§ **SHORT EXERCISE**
Arrange every line of the records below into a numbered list, leaving out any blank lines.

§ **GIVEN ENTRIES**
══════════

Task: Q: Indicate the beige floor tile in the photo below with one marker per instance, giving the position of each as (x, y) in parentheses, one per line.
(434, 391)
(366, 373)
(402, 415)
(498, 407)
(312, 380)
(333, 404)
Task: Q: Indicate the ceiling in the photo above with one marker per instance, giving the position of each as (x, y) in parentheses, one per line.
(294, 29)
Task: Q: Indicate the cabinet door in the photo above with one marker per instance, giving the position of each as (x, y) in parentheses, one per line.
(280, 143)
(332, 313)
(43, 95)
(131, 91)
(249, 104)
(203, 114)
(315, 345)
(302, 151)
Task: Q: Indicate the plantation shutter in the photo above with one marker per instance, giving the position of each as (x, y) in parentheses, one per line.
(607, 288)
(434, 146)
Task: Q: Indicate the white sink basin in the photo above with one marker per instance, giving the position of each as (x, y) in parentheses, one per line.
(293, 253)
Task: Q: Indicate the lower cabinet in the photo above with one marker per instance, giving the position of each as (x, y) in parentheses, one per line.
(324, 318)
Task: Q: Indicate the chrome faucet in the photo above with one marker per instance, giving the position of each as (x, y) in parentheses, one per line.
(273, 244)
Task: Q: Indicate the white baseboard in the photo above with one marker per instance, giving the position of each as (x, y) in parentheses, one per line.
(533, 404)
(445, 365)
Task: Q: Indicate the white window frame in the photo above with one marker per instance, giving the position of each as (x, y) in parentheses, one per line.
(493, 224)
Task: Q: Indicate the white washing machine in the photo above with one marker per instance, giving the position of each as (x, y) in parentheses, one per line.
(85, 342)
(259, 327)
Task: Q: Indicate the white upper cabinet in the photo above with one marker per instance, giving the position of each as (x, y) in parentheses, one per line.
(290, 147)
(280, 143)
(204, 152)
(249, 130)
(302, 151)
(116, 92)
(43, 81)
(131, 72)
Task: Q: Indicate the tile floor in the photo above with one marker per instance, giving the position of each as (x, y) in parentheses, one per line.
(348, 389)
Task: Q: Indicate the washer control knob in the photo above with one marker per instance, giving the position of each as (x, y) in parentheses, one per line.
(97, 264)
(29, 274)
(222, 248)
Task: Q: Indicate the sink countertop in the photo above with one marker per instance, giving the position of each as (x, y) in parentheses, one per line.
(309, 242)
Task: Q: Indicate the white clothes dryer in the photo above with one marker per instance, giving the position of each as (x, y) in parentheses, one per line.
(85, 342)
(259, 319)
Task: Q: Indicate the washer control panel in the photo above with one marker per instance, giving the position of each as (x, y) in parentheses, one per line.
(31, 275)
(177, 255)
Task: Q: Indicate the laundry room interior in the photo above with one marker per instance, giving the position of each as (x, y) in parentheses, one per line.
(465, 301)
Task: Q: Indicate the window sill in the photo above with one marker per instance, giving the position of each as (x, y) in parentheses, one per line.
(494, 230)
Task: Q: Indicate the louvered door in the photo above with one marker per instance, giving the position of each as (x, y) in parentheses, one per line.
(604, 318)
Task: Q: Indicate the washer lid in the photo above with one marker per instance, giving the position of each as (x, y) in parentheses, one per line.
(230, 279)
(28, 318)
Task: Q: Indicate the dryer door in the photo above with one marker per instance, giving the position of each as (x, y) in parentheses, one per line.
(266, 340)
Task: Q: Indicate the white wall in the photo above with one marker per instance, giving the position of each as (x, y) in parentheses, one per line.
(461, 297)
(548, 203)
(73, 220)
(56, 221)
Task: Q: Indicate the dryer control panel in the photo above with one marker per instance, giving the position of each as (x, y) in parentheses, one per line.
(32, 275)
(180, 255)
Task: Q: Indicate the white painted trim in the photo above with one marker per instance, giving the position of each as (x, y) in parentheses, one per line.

══════════

§ **SOLUTION TO THIS TASK**
1. Task: Q: Indicate the beige floor tile in the photo below with one marker per instance, giving the position of each as (x, y) in parentheses, one per line.
2. (434, 391)
3. (366, 373)
4. (402, 415)
5. (498, 407)
6. (312, 380)
7. (333, 404)
8. Task: Q: Indicate the ceiling in the photo above with one marker per instance, giving the position of each as (x, y) in parentheses, one per line.
9. (294, 29)
10. Task: Q: Indicate the cabinet door in the photo above with one marker per instance, giving the position of each as (x, y) in parentheses, one per line.
11. (280, 143)
12. (332, 313)
13. (43, 95)
14. (131, 91)
15. (249, 104)
16. (203, 114)
17. (315, 345)
18. (302, 151)
19. Task: Q: Indicate the plantation shutter in the photo above with one marker per instance, giving the position of each as (x, y) in parentheses, one per line.
20. (607, 288)
21. (434, 146)
22. Task: Q: Indicate the white sink basin in the photo above with one marker per instance, giving the position of each as (x, y) in parentheses, one per line.
23. (293, 253)
24. Task: Q: Indicate the lower cabinet in the photo above with one marker per instance, giving the position of each as (x, y) in parentheses, one per line.
25. (324, 318)
26. Task: Q: Indicate the chrome faucet in the photo above with one marker per instance, giving the position of each as (x, y) in parentheses, one per line.
27. (273, 244)
28. Task: Q: Indicate the white baseboard in the photo above with one marker per instance, giving the position of each as (x, y) in parentheses, one per line.
29. (533, 404)
30. (445, 365)
31. Task: Q: Indicate the white window frame in the photo above with one marker per instance, giving the position of each as (x, y) in parentheses, one per line.
32. (493, 224)
33. Task: Q: Indicate the white washing machine in the photo above with one marker per instance, giving the position of each as (x, y) in parentheses, one per line.
34. (85, 342)
35. (259, 327)
36. Task: Q: Indicate the white upper cabinet in the photo above with one marker per instance, giving the position of each as (x, y) in parentheses, one per line.
37. (290, 147)
38. (280, 143)
39. (204, 152)
40. (249, 130)
41. (302, 151)
42. (116, 92)
43. (43, 81)
44. (131, 72)
45. Task: Q: Indicate the tile floor in the photo above with one marker per instance, giving the position of each as (x, y) in parentheses, one per line.
46. (348, 389)
47. Task: Q: Indicate the washer control knob in the photo above with one marker per instance, giving the position of each as (x, y) in parentheses, one per line.
48. (97, 264)
49. (29, 274)
50. (222, 248)
51. Task: Q: Indicate the sink countertop in the photo above with one marker per instance, giving the position of each as (x, y) in parentheses, one per line.
52. (309, 242)
53. Task: Q: Indicate the white clothes dryer in the photo above with one marker per instance, giving the position of each as (x, y) in parentheses, one per line.
54. (85, 342)
55. (259, 319)
56. Task: Q: Indicate the washer control panel in the photo above with one marker per instance, giving the position of each as (x, y) in parentheses, one per line.
57. (31, 275)
58. (177, 255)
59. Task: Q: Indicate the laundry room interior in the photo above with one marker per instance, giving the position of each as (x, y) in parentheses, one per line.
60. (465, 301)
61. Task: Q: Indicate the window sill in the photo above with one marker per instance, giving the position of each as (x, y) in parentheses, one per line.
62. (494, 230)
63. Task: Q: Indicate the louvered door in the photo above with one marker per instance, giving the position of each as (x, y) in parentheses, one per line.
64. (604, 318)
65. Task: Q: Indicate the washer lid in the photo above with one marker per instance, giving the position of each as (x, y) in parentheses, one per line.
66. (230, 279)
67. (28, 318)
68. Task: Q: Indicate the dryer door in the photo above with one marker per instance, giving the position of each as (x, y) in parentheses, one per line.
69. (266, 340)
70. Task: Q: Indicate the white wall in the photo above with one marker per instance, giving the position of each as (x, y) in parentheses, one per line.
71. (461, 297)
72. (548, 203)
73. (73, 220)
74. (56, 221)
75. Task: Q: Indicate the dryer control panel in the photo above with one marker per instance, giving the position of each as (x, y) in parentheses, one per line.
76. (32, 275)
77. (180, 255)
78. Task: Q: Indicate the white painted trim in the photo above with one marker per instance, giving the position of each as (x, y) in parentheses, one per line.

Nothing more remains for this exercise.